## What is expected
Switch "girl's" to "child's" in the stretch of the records from the line containing "like x=592, y=24." through the end of the records, keeping everything else the same and leaving the pictures out.

## Information given
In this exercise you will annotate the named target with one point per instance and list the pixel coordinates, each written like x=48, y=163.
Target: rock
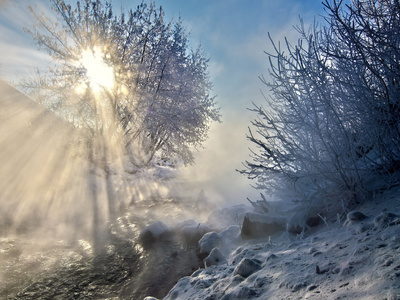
x=215, y=258
x=363, y=228
x=246, y=267
x=227, y=216
x=209, y=241
x=257, y=225
x=191, y=232
x=313, y=221
x=356, y=216
x=153, y=233
x=385, y=219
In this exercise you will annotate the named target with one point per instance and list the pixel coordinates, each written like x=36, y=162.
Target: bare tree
x=330, y=126
x=159, y=99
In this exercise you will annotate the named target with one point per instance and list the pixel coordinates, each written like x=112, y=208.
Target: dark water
x=40, y=268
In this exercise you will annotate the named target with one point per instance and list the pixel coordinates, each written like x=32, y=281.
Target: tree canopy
x=131, y=77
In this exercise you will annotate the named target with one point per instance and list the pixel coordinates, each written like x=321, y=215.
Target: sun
x=99, y=74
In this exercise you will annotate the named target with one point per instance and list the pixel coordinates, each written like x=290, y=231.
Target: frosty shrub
x=159, y=100
x=330, y=126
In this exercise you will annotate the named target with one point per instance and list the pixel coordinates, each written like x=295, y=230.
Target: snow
x=356, y=259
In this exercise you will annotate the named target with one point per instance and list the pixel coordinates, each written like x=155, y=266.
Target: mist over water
x=73, y=207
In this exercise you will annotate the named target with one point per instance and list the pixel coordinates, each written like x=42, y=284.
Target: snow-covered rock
x=385, y=219
x=246, y=267
x=215, y=258
x=209, y=241
x=328, y=262
x=191, y=231
x=227, y=216
x=153, y=233
x=256, y=225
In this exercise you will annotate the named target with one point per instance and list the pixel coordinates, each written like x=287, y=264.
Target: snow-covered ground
x=350, y=259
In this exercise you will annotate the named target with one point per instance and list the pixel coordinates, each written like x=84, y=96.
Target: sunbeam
x=99, y=74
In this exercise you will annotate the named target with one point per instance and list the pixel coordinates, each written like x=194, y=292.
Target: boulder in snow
x=246, y=267
x=215, y=258
x=257, y=225
x=191, y=231
x=227, y=216
x=209, y=241
x=153, y=233
x=385, y=219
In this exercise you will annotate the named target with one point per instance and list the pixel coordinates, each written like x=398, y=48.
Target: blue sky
x=233, y=33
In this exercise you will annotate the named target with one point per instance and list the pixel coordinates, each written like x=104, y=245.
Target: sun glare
x=99, y=74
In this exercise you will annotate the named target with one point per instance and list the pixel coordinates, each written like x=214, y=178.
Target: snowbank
x=356, y=259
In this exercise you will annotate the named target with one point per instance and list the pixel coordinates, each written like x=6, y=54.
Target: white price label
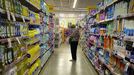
x=12, y=14
x=18, y=40
x=8, y=15
x=9, y=42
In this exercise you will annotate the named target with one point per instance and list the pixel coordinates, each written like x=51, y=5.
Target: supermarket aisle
x=59, y=63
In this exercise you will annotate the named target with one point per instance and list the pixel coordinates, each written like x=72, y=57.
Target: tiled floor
x=59, y=63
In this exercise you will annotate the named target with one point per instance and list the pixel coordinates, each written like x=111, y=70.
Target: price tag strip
x=8, y=15
x=23, y=19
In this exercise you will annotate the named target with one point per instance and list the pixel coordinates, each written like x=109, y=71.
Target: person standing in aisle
x=73, y=40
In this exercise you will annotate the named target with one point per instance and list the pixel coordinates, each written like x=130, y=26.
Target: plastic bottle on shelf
x=10, y=55
x=2, y=49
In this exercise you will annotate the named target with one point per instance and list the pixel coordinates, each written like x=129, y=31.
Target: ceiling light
x=74, y=5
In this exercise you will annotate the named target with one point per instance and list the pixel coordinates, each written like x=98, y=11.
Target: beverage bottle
x=2, y=48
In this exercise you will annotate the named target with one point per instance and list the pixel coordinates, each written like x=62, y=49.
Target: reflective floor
x=59, y=63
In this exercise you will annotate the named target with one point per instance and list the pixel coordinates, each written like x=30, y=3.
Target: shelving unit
x=107, y=40
x=26, y=36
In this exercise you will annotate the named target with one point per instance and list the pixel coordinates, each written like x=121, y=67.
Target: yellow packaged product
x=25, y=11
x=34, y=67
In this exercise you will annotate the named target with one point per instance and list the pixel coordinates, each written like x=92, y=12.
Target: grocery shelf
x=103, y=8
x=31, y=6
x=7, y=67
x=109, y=67
x=35, y=24
x=106, y=20
x=33, y=61
x=2, y=11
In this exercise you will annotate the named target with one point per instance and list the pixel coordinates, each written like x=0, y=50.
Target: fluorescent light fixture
x=74, y=5
x=62, y=15
x=45, y=4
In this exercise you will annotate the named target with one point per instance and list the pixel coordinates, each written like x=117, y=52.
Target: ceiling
x=67, y=5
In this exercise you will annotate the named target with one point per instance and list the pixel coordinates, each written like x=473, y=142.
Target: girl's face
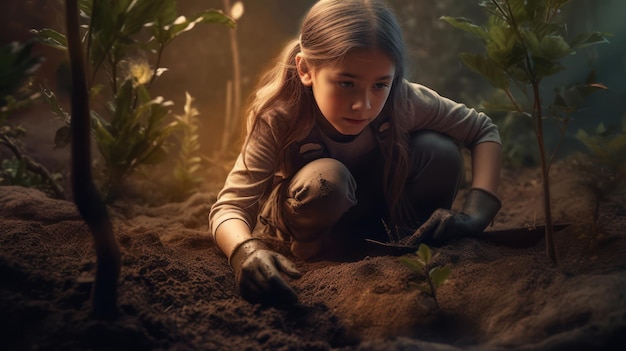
x=350, y=93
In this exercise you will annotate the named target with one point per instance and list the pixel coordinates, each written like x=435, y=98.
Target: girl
x=341, y=147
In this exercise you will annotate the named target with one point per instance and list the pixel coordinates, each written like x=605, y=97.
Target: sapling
x=17, y=66
x=133, y=129
x=602, y=170
x=188, y=162
x=525, y=42
x=422, y=264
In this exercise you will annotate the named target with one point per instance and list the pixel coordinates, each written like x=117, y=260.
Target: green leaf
x=483, y=66
x=51, y=38
x=412, y=264
x=425, y=288
x=555, y=47
x=439, y=275
x=467, y=25
x=53, y=103
x=424, y=253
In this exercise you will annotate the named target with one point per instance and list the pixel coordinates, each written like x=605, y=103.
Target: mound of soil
x=177, y=291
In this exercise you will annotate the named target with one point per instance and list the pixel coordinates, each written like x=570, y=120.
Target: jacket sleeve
x=435, y=112
x=247, y=183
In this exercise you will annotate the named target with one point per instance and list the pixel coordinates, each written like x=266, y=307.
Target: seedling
x=602, y=170
x=131, y=130
x=422, y=265
x=188, y=162
x=525, y=43
x=17, y=65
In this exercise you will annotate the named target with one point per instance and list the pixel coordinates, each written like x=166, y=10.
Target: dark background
x=200, y=61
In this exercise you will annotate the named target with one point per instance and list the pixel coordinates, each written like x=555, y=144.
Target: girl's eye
x=381, y=85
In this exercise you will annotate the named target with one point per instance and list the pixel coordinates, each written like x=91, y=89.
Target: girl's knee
x=326, y=182
x=433, y=149
x=318, y=196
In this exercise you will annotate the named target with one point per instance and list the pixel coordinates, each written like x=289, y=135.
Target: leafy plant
x=422, y=264
x=602, y=170
x=188, y=162
x=135, y=129
x=17, y=65
x=525, y=42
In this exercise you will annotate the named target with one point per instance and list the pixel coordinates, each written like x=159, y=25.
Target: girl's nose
x=362, y=102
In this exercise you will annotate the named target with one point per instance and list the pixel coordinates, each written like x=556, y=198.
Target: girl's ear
x=303, y=71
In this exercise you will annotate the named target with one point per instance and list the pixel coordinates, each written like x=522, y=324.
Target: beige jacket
x=241, y=195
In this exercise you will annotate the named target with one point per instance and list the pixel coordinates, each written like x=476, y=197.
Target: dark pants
x=328, y=209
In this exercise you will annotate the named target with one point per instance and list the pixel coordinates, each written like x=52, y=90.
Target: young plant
x=602, y=170
x=524, y=43
x=135, y=129
x=422, y=265
x=17, y=65
x=188, y=162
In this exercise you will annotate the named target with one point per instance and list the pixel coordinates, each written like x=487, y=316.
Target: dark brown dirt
x=177, y=292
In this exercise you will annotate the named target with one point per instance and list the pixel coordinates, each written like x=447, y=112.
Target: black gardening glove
x=443, y=225
x=258, y=274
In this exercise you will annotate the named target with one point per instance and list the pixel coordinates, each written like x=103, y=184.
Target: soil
x=177, y=292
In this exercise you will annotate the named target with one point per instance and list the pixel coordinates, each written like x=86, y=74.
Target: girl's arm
x=486, y=166
x=231, y=234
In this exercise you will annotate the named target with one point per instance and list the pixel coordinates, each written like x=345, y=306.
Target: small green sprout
x=422, y=264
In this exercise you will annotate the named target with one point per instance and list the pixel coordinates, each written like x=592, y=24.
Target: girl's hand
x=443, y=225
x=258, y=272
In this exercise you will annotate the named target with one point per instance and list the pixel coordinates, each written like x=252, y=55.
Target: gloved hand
x=258, y=274
x=443, y=225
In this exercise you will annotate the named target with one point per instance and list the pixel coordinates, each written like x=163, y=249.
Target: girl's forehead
x=374, y=60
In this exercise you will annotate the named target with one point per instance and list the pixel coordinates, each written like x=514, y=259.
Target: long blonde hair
x=330, y=30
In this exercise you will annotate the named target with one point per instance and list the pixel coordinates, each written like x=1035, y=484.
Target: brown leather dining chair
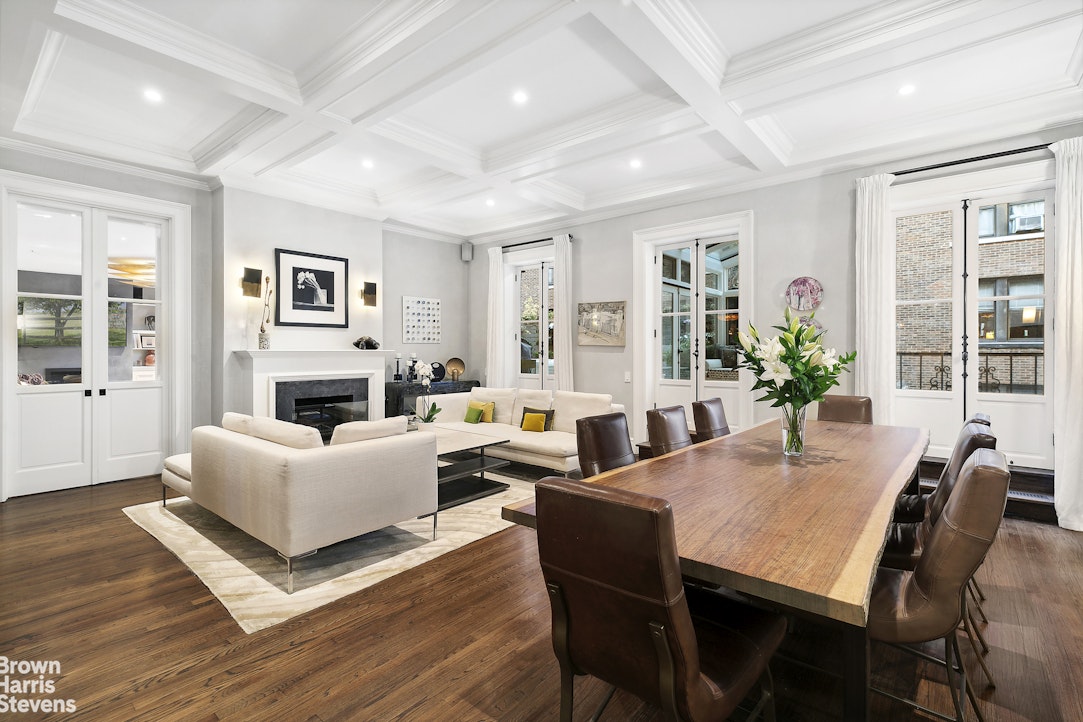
x=603, y=443
x=667, y=430
x=622, y=614
x=709, y=419
x=851, y=409
x=912, y=508
x=928, y=603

## Written solution
In this exercise you will annotate the named target with one point per instance and list the pixel coordinates, each written like x=592, y=24.
Target: child's hand
x=443, y=225
x=258, y=272
In this exercise you will annotate the named target with one point per instance and list the pixel coordinates, each written like x=252, y=55.
Target: gloved hand
x=258, y=274
x=443, y=225
In this exercise you will annotate the named target with one point per instance and list the pixel coordinates, each written like x=163, y=249.
Target: child's forehead
x=374, y=60
In this exercise you will annotate the named target with one point per instance and list the pixel coordinates, each written like x=514, y=259.
Target: long blonde hair
x=330, y=30
In this exercise you will annotate the named target with one point per instance and list the pixel coordinates, each written like x=1035, y=484.
Target: brown leather dining chair
x=603, y=443
x=667, y=430
x=622, y=614
x=709, y=419
x=851, y=409
x=912, y=508
x=928, y=603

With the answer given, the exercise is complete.